What you are asked to do> Return each line below that contains the word "front".

Data>
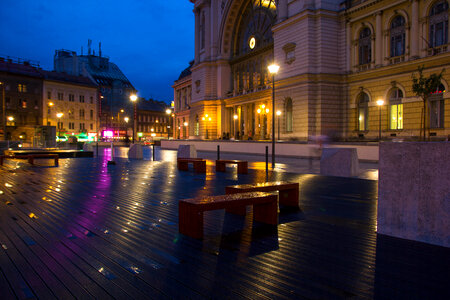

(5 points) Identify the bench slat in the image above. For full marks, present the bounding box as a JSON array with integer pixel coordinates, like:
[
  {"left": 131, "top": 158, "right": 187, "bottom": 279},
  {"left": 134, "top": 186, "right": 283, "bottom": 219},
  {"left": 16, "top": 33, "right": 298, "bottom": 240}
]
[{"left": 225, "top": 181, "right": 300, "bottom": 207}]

--

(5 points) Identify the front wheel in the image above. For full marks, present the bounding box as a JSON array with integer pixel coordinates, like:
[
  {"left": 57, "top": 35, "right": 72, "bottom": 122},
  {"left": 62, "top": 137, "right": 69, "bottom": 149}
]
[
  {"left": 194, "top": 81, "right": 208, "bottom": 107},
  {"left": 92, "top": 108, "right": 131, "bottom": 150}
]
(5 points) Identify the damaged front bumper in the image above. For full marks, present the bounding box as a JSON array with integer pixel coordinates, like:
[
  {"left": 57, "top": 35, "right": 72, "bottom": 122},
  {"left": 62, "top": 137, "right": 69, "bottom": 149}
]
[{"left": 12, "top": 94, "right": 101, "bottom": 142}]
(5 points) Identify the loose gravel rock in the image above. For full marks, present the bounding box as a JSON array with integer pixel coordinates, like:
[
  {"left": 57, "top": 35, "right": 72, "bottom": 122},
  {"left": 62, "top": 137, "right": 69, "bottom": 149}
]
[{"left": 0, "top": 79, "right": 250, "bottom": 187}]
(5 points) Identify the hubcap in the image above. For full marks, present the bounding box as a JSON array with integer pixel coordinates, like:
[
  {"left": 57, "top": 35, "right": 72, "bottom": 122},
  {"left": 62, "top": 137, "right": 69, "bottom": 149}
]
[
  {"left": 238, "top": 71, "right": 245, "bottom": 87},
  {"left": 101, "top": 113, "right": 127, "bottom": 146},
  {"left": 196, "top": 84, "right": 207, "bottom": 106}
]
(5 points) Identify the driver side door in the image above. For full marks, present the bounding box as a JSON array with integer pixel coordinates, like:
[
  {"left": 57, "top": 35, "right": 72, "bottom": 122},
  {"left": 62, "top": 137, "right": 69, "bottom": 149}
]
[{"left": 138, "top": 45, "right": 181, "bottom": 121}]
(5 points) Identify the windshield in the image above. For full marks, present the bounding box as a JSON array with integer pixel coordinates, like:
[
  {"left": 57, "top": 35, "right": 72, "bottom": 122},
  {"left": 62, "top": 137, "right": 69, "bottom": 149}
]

Reply>
(5 points) Identify the front wheel in the image above. For full marks, present the bounding box as a JSON array with integer pixel coordinates, like:
(5 points) Identify the damaged front bumper in the image above. For full marks, present the bounding box as a JSON array with integer pixel coordinates, like:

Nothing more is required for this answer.